▶ [Written problem]
The data below is to be returned in full and exactly.
════════════════
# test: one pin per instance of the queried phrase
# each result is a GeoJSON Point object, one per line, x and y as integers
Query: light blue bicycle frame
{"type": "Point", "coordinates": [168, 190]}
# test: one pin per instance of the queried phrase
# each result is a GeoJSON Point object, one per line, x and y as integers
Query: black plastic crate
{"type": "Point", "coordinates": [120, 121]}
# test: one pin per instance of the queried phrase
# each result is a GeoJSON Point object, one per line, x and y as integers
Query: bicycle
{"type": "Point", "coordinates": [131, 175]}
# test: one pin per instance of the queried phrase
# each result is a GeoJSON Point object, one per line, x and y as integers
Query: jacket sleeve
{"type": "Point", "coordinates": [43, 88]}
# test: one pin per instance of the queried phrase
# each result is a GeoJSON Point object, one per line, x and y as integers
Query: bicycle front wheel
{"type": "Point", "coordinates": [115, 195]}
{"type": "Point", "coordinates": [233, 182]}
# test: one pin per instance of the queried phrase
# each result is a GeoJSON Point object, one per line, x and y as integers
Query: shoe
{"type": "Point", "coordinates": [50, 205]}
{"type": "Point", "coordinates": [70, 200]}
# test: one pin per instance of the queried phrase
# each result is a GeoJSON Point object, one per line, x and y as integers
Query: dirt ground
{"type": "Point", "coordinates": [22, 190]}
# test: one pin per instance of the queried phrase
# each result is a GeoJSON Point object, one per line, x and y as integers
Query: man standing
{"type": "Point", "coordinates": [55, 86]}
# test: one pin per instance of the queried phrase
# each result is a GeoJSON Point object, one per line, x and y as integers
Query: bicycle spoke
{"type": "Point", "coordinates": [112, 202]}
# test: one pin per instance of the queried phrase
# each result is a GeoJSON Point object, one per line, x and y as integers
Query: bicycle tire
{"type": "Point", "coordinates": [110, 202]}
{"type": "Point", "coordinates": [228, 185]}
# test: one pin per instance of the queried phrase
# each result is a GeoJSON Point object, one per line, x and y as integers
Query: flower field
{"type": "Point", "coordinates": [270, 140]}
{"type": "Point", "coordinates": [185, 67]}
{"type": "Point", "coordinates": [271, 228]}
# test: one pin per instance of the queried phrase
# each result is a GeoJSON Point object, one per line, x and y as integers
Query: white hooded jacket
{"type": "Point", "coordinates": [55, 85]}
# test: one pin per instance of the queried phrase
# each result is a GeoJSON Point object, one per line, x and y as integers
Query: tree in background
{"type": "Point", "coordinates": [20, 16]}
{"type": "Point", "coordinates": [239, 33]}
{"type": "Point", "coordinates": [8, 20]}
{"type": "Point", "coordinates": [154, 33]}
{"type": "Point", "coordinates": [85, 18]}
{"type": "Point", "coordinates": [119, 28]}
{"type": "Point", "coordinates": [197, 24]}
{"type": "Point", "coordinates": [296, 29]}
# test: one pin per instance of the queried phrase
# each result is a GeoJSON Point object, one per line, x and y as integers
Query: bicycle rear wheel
════════════════
▶ [Response to this task]
# test: one pin per instance of the queried phrase
# each result is a GeoJSON Point object, one per line, x and y as integers
Query: light blue bicycle frame
{"type": "Point", "coordinates": [168, 190]}
# test: one pin per instance of the queried phrase
# each result is a GeoJSON Point object, one per line, x and y as integers
Query: black plastic crate
{"type": "Point", "coordinates": [120, 121]}
# test: one pin per instance of the queried phrase
# each result is a GeoJSON Point object, one per line, x and y as integers
Query: bicycle
{"type": "Point", "coordinates": [131, 175]}
# test: one pin per instance of the queried phrase
# each result is a GeoJSON Point object, one per line, x and y as integers
Query: jacket sleeve
{"type": "Point", "coordinates": [43, 88]}
# test: one pin per instance of the queried phrase
# each result is a GeoJSON Point object, one per line, x and y as integers
Query: bicycle front wheel
{"type": "Point", "coordinates": [115, 195]}
{"type": "Point", "coordinates": [233, 182]}
# test: one pin per instance of the queried phrase
# each result is a GeoJSON Point object, one per line, x and y as integers
Query: shoe
{"type": "Point", "coordinates": [50, 205]}
{"type": "Point", "coordinates": [70, 200]}
# test: one pin per instance of the queried phrase
# each result is a GeoJSON Point object, one per line, x and y as integers
Query: dirt ground
{"type": "Point", "coordinates": [22, 190]}
# test: one pin per instance of the queried phrase
# each result is a GeoJSON Point object, one per line, x and y as integers
Query: man standing
{"type": "Point", "coordinates": [55, 86]}
# test: one pin per instance of the queried phrase
# each result is a GeoJSON Point object, one per line, x and y as integers
Query: bicycle spoke
{"type": "Point", "coordinates": [112, 202]}
# test: one pin per instance of the queried phrase
# each result is a GeoJSON Point object, one per line, x and y as integers
Query: bicycle tire
{"type": "Point", "coordinates": [110, 202]}
{"type": "Point", "coordinates": [228, 185]}
# test: one pin per instance of the queried phrase
# each result is a GeoJSON Point object, one per line, x and y as integers
Query: flower field
{"type": "Point", "coordinates": [270, 140]}
{"type": "Point", "coordinates": [185, 67]}
{"type": "Point", "coordinates": [271, 228]}
# test: one pin per instance of the queried phrase
# each result is a GeoJSON Point object, one per line, x and y as integers
Query: white hooded jacket
{"type": "Point", "coordinates": [55, 85]}
# test: one pin per instance of the queried phrase
# each result is a GeoJSON Point object, one per line, x and y as integers
Query: tree in background
{"type": "Point", "coordinates": [20, 16]}
{"type": "Point", "coordinates": [239, 33]}
{"type": "Point", "coordinates": [8, 20]}
{"type": "Point", "coordinates": [154, 33]}
{"type": "Point", "coordinates": [85, 18]}
{"type": "Point", "coordinates": [119, 28]}
{"type": "Point", "coordinates": [197, 24]}
{"type": "Point", "coordinates": [296, 29]}
# test: one pin per instance of the queried phrase
# each result is a GeoJSON Point object, one per line, x and y as integers
Query: bicycle rear wheel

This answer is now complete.